──────── Exercise material ────────

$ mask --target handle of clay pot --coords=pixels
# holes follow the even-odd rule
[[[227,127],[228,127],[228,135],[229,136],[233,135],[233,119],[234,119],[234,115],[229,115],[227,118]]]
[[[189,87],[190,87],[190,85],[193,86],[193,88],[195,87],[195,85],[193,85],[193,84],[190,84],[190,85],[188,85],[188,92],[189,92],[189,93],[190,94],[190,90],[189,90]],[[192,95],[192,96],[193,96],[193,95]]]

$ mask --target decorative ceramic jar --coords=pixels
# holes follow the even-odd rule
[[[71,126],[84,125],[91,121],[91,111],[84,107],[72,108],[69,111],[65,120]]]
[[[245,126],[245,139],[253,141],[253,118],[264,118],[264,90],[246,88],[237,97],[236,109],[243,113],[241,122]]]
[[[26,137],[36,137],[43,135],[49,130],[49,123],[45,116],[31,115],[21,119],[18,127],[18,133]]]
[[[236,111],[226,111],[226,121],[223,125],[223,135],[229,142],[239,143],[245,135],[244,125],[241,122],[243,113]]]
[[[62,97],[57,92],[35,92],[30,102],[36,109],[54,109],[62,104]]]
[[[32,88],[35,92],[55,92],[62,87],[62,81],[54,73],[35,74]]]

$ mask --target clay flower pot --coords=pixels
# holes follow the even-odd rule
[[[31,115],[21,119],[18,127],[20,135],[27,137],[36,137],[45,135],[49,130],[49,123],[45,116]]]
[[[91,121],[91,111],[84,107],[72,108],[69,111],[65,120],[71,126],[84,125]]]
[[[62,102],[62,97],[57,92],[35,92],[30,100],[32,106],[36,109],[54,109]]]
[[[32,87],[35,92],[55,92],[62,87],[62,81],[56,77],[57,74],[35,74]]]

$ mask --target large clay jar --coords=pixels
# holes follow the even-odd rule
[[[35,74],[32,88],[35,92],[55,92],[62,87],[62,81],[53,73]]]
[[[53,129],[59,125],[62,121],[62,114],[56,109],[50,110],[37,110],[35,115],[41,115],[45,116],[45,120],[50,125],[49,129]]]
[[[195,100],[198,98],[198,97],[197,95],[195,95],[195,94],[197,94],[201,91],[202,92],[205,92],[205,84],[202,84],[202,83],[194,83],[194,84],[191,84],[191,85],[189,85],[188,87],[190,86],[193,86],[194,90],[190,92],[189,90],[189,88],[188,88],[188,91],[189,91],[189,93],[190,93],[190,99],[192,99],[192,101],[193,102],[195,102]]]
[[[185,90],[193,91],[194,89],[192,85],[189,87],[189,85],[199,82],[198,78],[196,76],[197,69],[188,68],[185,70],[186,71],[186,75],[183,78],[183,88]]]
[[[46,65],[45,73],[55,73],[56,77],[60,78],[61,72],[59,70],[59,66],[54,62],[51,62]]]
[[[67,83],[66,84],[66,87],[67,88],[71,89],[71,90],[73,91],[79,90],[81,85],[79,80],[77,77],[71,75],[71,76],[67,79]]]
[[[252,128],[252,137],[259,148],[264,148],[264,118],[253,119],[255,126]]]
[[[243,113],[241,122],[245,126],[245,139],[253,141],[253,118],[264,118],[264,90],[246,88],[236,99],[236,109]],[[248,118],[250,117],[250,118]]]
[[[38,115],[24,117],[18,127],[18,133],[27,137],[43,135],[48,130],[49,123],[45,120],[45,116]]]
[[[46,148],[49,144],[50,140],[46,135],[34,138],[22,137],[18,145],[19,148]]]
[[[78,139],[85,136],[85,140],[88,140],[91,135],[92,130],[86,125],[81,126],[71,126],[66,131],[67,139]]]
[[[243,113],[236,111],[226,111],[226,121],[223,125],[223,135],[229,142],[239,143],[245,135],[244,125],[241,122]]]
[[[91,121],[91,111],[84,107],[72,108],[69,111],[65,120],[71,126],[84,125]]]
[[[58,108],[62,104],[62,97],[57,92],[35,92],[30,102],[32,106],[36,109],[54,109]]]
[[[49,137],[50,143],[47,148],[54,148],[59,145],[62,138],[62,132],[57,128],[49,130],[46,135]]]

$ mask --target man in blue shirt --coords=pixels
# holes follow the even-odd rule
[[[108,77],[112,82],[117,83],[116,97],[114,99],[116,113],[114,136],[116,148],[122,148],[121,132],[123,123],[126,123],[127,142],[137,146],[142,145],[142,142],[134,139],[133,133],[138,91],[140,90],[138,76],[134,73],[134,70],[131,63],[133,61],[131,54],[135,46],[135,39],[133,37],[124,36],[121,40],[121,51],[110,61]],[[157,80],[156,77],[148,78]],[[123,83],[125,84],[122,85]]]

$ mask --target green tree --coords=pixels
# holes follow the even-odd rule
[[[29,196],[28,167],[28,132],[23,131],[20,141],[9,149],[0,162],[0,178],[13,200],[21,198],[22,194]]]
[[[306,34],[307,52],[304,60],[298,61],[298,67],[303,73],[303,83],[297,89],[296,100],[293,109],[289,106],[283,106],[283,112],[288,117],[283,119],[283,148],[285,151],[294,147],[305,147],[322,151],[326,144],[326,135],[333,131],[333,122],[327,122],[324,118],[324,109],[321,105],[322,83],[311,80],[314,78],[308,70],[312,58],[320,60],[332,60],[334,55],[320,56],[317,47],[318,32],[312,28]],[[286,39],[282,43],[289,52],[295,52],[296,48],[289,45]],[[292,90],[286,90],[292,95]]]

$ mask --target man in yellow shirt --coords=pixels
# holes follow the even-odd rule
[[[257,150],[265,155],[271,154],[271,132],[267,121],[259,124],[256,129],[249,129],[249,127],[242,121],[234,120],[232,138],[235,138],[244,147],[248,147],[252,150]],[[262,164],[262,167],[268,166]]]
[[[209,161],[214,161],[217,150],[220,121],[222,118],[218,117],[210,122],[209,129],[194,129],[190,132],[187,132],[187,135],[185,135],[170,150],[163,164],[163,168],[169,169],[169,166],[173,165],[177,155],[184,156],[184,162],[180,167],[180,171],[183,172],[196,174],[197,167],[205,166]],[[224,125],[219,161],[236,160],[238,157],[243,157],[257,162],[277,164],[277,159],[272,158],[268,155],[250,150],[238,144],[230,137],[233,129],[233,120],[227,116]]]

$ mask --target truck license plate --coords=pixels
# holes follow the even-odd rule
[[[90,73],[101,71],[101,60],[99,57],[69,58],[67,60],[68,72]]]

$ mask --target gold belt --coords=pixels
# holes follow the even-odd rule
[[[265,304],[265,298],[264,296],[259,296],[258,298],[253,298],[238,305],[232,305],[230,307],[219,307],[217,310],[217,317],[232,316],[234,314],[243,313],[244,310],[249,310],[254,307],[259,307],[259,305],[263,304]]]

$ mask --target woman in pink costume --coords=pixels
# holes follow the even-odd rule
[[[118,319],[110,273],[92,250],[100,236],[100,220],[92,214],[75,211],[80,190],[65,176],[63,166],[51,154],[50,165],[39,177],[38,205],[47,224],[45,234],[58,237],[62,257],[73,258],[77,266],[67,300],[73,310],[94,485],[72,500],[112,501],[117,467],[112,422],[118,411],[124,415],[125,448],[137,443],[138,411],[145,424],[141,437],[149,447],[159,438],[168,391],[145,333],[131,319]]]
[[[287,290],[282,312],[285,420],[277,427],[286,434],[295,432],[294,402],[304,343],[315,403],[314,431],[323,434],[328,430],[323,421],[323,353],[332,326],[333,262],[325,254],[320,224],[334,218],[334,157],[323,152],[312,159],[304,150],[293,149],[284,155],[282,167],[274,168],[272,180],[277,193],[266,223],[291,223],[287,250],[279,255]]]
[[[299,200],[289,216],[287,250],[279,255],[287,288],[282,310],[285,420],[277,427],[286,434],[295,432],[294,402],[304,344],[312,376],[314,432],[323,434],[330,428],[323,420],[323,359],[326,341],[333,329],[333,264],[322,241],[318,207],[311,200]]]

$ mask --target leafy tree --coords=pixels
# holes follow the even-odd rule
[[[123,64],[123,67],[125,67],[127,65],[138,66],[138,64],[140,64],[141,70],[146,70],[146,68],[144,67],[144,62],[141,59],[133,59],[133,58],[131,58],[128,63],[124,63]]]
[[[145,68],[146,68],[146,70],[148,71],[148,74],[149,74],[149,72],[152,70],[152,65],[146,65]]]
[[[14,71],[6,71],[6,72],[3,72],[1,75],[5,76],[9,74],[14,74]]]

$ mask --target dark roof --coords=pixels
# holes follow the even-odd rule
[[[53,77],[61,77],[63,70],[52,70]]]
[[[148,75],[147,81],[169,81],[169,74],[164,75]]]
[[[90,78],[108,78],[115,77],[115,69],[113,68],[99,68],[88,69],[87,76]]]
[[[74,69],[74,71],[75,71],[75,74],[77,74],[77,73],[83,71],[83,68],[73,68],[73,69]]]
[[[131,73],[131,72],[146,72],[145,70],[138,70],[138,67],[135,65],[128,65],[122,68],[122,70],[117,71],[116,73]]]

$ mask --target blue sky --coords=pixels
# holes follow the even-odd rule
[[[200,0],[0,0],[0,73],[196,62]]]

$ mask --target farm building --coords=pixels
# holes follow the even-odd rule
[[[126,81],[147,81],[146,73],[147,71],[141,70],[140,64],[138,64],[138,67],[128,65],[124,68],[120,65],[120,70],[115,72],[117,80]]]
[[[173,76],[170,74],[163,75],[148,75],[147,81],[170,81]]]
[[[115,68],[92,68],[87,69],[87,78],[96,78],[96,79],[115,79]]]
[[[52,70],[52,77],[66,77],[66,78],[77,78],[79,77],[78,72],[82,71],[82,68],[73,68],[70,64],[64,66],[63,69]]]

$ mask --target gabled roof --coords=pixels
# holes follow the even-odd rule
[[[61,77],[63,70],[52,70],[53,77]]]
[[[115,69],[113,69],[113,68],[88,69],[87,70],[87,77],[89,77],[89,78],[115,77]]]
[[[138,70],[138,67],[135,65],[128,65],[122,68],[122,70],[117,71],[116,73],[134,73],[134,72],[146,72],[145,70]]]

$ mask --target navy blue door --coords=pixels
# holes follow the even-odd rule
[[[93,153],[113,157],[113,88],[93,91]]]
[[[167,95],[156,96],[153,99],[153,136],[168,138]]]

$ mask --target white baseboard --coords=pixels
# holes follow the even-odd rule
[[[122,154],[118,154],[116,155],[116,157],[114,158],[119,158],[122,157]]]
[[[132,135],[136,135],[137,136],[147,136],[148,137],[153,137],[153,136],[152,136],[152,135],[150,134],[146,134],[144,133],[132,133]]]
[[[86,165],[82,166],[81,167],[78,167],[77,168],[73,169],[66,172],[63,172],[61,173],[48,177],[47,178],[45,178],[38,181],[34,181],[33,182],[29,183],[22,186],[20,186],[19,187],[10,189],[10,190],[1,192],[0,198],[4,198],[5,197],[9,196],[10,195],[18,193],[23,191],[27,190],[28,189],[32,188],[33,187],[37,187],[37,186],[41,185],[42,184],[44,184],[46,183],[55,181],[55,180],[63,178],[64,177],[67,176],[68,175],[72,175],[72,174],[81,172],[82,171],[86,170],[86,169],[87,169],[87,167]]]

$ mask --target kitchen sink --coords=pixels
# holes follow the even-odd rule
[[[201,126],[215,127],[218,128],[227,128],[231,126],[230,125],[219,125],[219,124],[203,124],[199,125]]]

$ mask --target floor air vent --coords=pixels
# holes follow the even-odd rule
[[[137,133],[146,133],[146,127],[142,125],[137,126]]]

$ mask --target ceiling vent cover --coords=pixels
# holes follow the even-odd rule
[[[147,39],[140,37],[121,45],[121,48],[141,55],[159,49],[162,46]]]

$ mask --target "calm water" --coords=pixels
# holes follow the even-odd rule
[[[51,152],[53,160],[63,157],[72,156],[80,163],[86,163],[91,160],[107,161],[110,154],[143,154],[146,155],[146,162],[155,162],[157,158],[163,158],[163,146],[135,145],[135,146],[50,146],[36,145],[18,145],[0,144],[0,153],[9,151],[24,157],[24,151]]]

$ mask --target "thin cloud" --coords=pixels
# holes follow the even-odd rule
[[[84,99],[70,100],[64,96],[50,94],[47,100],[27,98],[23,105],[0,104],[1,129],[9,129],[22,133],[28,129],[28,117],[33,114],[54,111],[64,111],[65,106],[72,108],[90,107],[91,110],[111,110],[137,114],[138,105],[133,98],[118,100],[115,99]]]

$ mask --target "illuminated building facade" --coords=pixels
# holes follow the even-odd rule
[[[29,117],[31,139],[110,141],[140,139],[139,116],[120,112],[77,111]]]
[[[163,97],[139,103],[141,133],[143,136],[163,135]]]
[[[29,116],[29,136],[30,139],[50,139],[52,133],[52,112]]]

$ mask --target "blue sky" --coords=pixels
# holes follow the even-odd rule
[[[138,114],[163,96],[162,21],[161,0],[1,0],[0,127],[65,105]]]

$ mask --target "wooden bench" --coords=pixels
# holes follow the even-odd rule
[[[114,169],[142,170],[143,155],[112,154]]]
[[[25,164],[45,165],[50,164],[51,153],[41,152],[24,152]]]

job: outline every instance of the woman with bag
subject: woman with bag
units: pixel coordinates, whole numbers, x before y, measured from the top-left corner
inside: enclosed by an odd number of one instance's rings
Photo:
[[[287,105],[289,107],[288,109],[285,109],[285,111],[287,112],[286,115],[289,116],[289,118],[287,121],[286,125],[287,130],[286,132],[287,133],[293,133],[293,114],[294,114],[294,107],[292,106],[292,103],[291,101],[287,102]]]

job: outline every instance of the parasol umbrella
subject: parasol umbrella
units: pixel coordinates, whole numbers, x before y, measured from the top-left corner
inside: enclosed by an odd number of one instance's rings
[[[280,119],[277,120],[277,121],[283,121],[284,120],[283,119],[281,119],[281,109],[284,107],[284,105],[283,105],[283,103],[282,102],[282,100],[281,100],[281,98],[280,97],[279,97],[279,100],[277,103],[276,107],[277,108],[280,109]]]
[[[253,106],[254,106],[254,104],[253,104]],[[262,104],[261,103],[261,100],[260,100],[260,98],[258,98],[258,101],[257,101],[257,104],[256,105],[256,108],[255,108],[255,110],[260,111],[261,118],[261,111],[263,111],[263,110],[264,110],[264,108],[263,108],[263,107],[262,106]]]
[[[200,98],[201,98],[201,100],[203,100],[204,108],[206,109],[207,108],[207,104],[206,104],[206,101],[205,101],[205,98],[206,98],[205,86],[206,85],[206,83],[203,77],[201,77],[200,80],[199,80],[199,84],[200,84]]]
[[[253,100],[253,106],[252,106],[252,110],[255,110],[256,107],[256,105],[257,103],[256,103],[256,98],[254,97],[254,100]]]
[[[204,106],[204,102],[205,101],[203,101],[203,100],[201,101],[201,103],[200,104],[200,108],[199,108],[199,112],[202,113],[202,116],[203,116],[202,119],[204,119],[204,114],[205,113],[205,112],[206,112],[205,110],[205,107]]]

────────

- Task to carry out
The required output is the span of lines from the one containing "job: outline every instance of the woman" to the last line, reproduced character for character.

- Answer to the exercise
job: outline every instance of the woman with bag
subject: woman with bag
units: pixel coordinates, whole numbers, x before y, measured from the top-left corner
inside: enclosed by an odd number of one instance's rings
Photo:
[[[287,105],[289,107],[288,109],[285,109],[285,111],[287,112],[286,115],[289,116],[289,118],[287,121],[286,125],[287,130],[286,132],[287,133],[293,133],[293,114],[294,114],[294,107],[292,106],[292,103],[291,101],[287,102]]]

job: outline every instance of the parasol umbrella
subject: parasol umbrella
units: pixel coordinates, whole numbers, x before y, measured from the top-left corner
inside: enclosed by an odd number of one instance's rings
[[[280,119],[277,120],[277,121],[283,121],[284,120],[283,119],[281,119],[281,109],[284,107],[284,105],[283,105],[283,103],[282,102],[282,100],[281,100],[281,98],[280,97],[279,97],[279,100],[277,103],[276,107],[277,108],[280,109]]]
[[[253,106],[254,106],[254,104],[253,104]],[[262,104],[261,103],[261,100],[260,100],[260,98],[258,98],[258,101],[257,101],[257,104],[256,105],[256,108],[255,108],[255,110],[260,111],[261,118],[261,111],[263,111],[263,110],[264,110],[264,108],[263,108],[263,107],[262,106]]]
[[[200,98],[201,98],[201,100],[203,100],[204,108],[206,109],[207,108],[207,104],[206,104],[206,101],[205,101],[205,98],[206,98],[205,86],[206,85],[206,83],[203,77],[201,77],[200,80],[199,80],[199,84],[200,84]]]
[[[253,100],[253,106],[252,106],[252,110],[255,110],[256,107],[256,105],[257,103],[256,103],[256,98],[254,97],[254,100]]]
[[[204,106],[204,102],[205,101],[203,101],[203,100],[201,101],[201,103],[200,104],[200,108],[199,108],[199,112],[202,113],[202,116],[203,116],[202,119],[204,119],[204,114],[205,113],[205,112],[206,112],[205,110],[205,107]]]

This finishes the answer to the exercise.